:: Stated problem ::
Copy the material below word for word, leaving out the pictures.

:: Data listing ::
◆ ◆ ◆ ◆ ◆

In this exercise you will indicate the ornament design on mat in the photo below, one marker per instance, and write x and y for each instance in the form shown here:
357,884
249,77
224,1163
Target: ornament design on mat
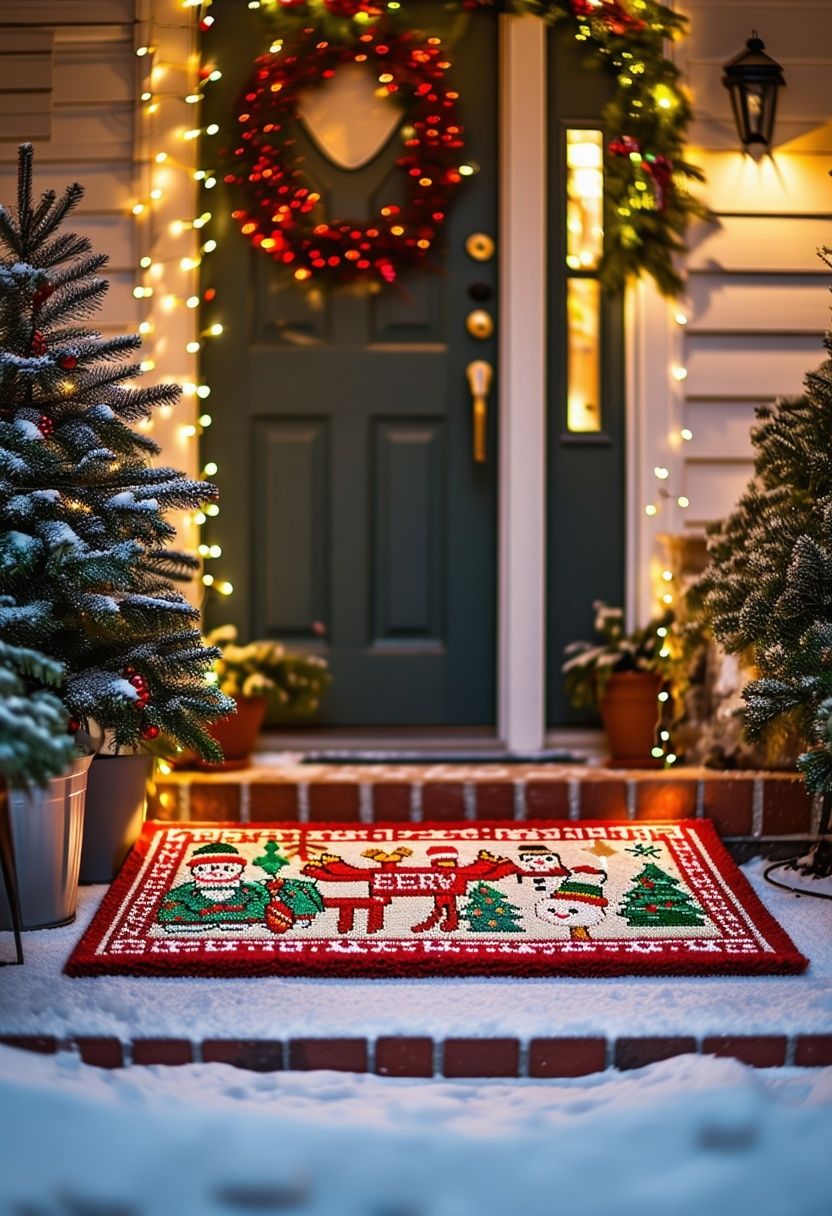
282,213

◆ ◆ ◆ ◆ ◆

:: Correct output ::
In this exercise you will indicate the ornament design on mat in the photo below, one marker per instance, and write x and y for each instance in the form shown here:
357,884
249,77
224,1163
Target: ornament design on mat
282,213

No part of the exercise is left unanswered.